[TASK DESCRIPTION] Write out, unchanged, the part of the items that opens with the line containing "the bookshelf, locate" and closes with the line containing "[[432, 380]]", including both of those lines.

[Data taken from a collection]
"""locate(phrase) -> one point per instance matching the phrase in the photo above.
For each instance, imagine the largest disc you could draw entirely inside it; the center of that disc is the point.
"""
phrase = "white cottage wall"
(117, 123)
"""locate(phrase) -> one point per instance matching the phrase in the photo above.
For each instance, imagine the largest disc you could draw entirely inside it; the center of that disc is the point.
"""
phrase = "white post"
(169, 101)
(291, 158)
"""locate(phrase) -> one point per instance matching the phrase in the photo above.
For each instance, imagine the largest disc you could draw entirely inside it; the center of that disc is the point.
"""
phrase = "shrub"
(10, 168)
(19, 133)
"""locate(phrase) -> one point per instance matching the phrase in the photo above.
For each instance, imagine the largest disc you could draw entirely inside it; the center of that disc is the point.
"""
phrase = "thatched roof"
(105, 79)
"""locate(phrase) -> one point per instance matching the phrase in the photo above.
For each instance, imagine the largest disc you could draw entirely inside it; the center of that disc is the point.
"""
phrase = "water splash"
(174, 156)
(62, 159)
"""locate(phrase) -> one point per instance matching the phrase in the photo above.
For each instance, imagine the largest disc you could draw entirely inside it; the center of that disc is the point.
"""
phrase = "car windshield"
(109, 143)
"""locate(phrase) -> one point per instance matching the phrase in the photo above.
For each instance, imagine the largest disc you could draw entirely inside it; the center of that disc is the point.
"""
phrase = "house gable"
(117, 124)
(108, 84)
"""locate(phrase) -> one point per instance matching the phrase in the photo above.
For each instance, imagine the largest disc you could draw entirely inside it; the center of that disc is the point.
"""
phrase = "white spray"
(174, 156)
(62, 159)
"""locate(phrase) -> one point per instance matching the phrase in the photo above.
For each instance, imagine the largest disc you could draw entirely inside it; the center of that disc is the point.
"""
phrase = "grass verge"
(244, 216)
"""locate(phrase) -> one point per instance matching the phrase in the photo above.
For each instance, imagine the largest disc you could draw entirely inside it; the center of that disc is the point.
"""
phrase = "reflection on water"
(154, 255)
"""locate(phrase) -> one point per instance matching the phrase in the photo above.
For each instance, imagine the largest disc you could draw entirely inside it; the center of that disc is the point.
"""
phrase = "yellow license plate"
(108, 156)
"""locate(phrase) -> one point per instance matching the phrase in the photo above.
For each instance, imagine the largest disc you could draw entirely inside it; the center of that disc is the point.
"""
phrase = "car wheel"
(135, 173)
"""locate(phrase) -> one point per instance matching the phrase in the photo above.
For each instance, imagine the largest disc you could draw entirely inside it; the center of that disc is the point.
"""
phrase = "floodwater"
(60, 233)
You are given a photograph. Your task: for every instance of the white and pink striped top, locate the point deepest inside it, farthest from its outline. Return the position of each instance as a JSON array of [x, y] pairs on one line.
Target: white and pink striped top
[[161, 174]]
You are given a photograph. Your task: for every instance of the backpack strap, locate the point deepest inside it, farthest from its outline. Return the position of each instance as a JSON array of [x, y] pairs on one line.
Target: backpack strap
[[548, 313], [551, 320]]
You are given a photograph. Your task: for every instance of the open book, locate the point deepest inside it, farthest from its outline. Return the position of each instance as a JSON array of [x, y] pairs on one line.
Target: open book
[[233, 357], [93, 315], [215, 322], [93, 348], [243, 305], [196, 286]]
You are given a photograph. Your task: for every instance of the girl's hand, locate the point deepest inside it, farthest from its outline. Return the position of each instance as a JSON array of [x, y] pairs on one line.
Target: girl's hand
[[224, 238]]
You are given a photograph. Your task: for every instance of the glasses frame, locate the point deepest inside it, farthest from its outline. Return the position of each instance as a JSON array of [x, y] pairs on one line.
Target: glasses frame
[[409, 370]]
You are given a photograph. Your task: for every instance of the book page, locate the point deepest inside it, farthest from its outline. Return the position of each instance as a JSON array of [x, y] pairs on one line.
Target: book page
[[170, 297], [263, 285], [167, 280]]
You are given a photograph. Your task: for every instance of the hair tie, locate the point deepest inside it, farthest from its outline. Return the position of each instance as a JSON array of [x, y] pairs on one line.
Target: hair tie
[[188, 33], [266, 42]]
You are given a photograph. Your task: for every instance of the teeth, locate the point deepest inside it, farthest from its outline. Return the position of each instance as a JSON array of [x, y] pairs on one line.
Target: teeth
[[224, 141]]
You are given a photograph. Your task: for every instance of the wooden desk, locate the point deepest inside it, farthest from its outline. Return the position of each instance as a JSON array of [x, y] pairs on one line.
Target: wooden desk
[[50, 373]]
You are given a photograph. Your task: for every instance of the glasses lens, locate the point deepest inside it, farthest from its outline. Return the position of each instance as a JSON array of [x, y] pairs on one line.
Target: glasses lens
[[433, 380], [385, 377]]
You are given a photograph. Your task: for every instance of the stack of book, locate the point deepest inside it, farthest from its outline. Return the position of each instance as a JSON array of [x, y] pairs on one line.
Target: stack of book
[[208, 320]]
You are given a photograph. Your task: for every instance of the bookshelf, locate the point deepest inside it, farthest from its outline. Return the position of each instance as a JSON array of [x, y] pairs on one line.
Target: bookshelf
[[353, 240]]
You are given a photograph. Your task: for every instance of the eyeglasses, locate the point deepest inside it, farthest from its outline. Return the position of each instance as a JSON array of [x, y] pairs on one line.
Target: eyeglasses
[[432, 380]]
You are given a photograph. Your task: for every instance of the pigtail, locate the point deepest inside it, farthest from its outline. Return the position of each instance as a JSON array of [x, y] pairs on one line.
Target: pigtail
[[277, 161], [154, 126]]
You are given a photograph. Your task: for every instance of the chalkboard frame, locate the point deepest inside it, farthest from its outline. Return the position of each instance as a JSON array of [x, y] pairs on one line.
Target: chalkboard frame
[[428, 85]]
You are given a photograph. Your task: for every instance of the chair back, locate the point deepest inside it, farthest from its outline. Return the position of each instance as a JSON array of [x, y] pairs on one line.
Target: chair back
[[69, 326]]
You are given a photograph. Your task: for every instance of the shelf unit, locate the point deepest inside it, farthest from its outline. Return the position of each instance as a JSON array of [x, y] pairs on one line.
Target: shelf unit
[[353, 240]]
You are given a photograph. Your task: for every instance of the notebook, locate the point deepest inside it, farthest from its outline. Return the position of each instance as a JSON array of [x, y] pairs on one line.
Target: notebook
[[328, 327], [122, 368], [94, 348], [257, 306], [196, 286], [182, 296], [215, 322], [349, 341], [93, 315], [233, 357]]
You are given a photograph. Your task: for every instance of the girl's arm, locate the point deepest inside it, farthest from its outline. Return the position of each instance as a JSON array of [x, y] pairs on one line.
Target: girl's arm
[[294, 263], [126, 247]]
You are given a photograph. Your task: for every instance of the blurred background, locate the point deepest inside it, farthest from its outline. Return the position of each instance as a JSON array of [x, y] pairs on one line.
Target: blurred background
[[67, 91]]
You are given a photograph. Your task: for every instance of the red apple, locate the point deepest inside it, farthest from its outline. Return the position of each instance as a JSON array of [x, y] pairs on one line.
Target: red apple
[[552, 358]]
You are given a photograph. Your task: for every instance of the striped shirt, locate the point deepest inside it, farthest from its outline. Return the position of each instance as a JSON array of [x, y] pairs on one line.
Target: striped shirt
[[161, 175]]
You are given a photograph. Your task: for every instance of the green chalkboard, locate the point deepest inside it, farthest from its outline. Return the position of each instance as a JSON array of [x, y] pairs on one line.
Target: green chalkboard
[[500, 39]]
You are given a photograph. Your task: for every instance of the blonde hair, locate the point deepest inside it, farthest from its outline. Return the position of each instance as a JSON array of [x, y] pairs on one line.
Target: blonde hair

[EXERCISE OUTPUT]
You are given a photograph. Your task: for every instance of the bookshelf, locate the point deepest inside it, farthest from its outline. Return the position of each instance as a JSON array of [x, y] pairs on one line.
Target: bookshelf
[[353, 240]]
You are given a photograph. Your task: for every instance of the eyeglasses, locate the point deepest inside it, farthest from its outline. Return the position of each instance as a JSON array of [x, y] pairs on one line.
Target: eyeglasses
[[432, 380]]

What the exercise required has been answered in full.